▶ **SELECTION**:
·····

Delta isn't a storage format. It is like a storage library that gives you a mechanism to get ACID guarantees over your file based data storage. It uses a combination of

parquet files to store data
json files to store activity & transaction logs, track data files etc

To reliably maintain data in tabular format within your data lakes, you have 2 options -

Use Delta by Databricks
Use Apache iceberg

Both options are open source. Databricks maintains and works to propagate delta (naturally, they have an incentive to do it, as they get to create and control the industry standard).

Use delta to convert the raw data in your data lake's bronze layer, into processed tables in your silver layer, to build your data warehouse.

Delta enables the transition from data lake to data warehouse due to its tabular storage, inherent support for ACID, and rich support for SQL based operations.

Read Delta

Read latest version of data:

sales_df = (  
    spark  
    .read
    .format("delta")

·····

▶ **DATASET**:
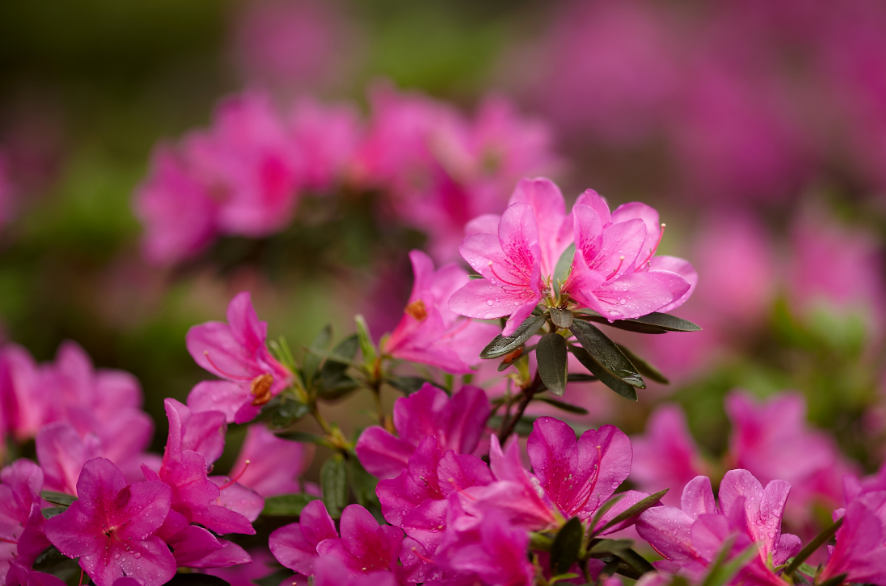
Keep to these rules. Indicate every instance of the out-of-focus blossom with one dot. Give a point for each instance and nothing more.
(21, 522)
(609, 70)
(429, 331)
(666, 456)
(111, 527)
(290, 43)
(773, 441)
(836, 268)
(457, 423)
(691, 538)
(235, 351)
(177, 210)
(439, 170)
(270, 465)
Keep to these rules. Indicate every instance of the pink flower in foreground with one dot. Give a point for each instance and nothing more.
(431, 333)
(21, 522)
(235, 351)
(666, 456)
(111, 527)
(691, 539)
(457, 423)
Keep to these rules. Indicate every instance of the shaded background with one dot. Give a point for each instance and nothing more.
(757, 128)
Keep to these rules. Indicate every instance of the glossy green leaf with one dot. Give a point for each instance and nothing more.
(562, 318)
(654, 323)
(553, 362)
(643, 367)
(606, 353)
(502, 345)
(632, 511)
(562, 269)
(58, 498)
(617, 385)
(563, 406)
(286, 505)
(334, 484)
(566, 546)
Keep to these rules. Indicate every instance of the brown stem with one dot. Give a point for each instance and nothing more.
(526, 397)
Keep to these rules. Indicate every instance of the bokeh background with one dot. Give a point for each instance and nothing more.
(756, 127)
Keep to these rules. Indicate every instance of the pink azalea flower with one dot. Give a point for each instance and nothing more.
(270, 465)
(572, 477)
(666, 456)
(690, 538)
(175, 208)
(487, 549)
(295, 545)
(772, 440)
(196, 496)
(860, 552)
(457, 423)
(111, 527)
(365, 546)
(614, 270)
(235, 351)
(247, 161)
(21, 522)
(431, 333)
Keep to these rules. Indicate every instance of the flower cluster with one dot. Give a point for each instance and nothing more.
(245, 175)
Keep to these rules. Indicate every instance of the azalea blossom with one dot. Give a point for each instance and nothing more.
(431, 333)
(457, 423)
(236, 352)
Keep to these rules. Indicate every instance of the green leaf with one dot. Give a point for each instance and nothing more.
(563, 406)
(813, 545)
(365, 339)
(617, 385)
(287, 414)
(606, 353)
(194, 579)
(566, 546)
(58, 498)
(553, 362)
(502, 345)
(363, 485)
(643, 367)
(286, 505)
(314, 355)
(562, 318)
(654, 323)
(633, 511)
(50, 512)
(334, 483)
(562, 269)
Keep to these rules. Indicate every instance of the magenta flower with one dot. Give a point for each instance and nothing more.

·····

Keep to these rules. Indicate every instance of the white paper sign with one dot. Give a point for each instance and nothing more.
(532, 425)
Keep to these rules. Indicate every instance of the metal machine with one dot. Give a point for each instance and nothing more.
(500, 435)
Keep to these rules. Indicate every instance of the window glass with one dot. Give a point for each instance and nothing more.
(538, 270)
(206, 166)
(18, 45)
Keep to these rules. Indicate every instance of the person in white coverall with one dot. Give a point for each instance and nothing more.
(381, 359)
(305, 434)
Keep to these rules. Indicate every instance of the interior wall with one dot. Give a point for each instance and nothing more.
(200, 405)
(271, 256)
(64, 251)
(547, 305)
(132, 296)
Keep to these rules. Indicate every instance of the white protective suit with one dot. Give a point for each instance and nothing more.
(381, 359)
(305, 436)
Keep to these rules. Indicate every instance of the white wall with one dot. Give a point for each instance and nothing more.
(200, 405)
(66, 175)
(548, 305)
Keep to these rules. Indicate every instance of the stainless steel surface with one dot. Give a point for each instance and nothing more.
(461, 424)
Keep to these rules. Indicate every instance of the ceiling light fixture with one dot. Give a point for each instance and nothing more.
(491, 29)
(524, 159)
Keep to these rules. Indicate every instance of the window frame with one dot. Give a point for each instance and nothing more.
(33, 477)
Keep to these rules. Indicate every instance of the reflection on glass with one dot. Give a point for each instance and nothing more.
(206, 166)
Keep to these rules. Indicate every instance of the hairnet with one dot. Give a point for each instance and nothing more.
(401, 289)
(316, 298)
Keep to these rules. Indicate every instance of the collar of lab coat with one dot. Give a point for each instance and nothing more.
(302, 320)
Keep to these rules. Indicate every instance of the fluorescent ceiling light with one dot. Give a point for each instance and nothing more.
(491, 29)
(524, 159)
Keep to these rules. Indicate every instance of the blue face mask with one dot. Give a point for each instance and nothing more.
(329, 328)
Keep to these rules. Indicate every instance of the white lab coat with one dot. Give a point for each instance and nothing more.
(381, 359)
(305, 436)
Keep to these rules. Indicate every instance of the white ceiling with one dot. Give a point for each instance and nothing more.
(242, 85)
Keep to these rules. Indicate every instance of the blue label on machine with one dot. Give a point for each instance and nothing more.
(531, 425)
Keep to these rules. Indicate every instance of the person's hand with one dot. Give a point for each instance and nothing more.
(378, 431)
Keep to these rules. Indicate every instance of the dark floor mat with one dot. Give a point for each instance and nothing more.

·····

▶ **WORK TO COMPLETE**:
1 > Does each statement agree with the text on Delta above? Answer yes or no for each, and quote the deciding words of the text. (a) Delta is a storage format. (b) Delta keeps its data in parquet files. (c) Both options for maintaining tabular data in data lakes are proprietary.
2 > According to the text on Delta, what type of files does Delta use to store activity and transaction logs?
3 > Quote the text on Delta from "parquet files to" to "the industry standard).".

▶ **ANSWER SET**:
1 >
(a) No: "Delta isn't a storage format."
(b) Yes: "parquet files to store data"
(c) No: "Both options are open source."

2 > JSON files.

3 >
parquet files to store data
json files to store activity & transaction logs, track data files etc

To reliably maintain data in tabular format within your data lakes, you have 2 options -

Use Delta by Databricks
Use Apache iceberg

Both options are open source. Databricks maintains and works to propagate delta (naturally, they have an incentive to do it, as they get to create and control the industry standard).